I think in two pregnancies, he came to one of my prenatal oppointments. ONE! I loved him so I tried to be understanding; he was under so much pressure at work.

But now -- NOW, there's Facebook. Now he's figured out that he can use the Mr. Daddy image to help him at work and politically and socially. And NOW, he has time to do the family thing ... camera in hand.

Fucker.

I miss my friend Susan. I haven't talked to her in ages. Or gotten any letter-y e-mails. She has been covering a really big, ongoing story (she's a news reporter), and I know, because I was a news reporter for 10 years, how that sort of story can take over your life, nights and weekends included. I also know, because Susan and I used to compete head-to-head for two different newspapers, that she is the kind of reporter who will LET a story take over he life, nights and weekends included.

So I haven't been insulted when she e-mails me that she'll call me when she gets her story filed, and doesn't, or that she'll call me back when she gets off deadline and gets the sheep fed, and doesn't.

When you are a psycho-get-the-best-story-every-time kind of reporter (this is a compliment to her), you think you're done and then you get a whole bunch of calls back and end up rewriting your story; you get off work took late and too tired to think, much less talk ... you think you're going to return that e-mail or call tomorrow, but then tomorrow all hell breaks loose all over again.

I've been reading her stories online, and I know that I would be virtually unreachable if I was covering that story.

But I miss her, and I am also sort of vaguely worried. S has this boyfriend, Ken, who she's been with for at least six or so years ... he is perpetually unemployed and lives in a tent in her back yard (a really well-equipped tent, even has a microwave, bookshelves, a desk and a solar shower) because he's allergic to animals. S has lots of animals and there is no way she'd kick them out of the house for Ken...

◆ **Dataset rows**

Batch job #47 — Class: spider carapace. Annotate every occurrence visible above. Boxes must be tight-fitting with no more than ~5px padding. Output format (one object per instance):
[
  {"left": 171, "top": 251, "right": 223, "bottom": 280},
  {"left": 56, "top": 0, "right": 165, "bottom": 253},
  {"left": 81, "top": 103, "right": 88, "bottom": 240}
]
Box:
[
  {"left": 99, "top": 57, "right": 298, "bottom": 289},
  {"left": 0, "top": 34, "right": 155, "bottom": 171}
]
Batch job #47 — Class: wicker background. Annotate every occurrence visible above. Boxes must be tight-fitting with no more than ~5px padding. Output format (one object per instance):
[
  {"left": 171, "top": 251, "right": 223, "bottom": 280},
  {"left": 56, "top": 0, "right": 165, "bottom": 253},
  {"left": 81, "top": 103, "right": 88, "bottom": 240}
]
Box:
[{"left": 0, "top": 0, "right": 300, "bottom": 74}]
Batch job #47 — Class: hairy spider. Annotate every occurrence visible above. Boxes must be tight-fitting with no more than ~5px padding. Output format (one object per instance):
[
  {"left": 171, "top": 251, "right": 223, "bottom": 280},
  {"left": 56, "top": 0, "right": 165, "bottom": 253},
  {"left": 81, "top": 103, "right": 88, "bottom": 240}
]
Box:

◆ **INSTRUCTION**
Reproduce the entire blog excerpt about Facebook and the friend Susan word for word. The lines above are separate material with no connection to the blog excerpt.

◆ **EXERCISE SOLUTION**
I think in two pregnancies, he came to one of my prenatal oppointments. ONE! I loved him so I tried to be understanding; he was under so much pressure at work.

But now -- NOW, there's Facebook. Now he's figured out that he can use the Mr. Daddy image to help him at work and politically and socially. And NOW, he has time to do the family thing ... camera in hand.

Fucker.

I miss my friend Susan. I haven't talked to her in ages. Or gotten any letter-y e-mails. She has been covering a really big, ongoing story (she's a news reporter), and I know, because I was a news reporter for 10 years, how that sort of story can take over your life, nights and weekends included. I also know, because Susan and I used to compete head-to-head for two different newspapers, that she is the kind of reporter who will LET a story take over he life, nights and weekends included.

So I haven't been insulted when she e-mails me that she'll call me when she gets her story filed, and doesn't, or that she'll call me back when she gets off deadline and gets the sheep fed, and doesn't.

When you are a psycho-get-the-best-story-every-time kind of reporter (this is a compliment to her), you think you're done and then you get a whole bunch of calls back and end up rewriting your story; you get off work took late and too tired to think, much less talk ... you think you're going to return that e-mail or call tomorrow, but then tomorrow all hell breaks loose all over again.

I've been reading her stories online, and I know that I would be virtually unreachable if I was covering that story.

But I miss her, and I am also sort of vaguely worried. S has this boyfriend, Ken, who she's been with for at least six or so years ... he is perpetually unemployed and lives in a tent in her back yard (a really well-equipped tent, even has a microwave, bookshelves, a desk and a solar shower) because he's allergic to animals. S has lots of animals and there is no way she'd kick them out of the house for Ken...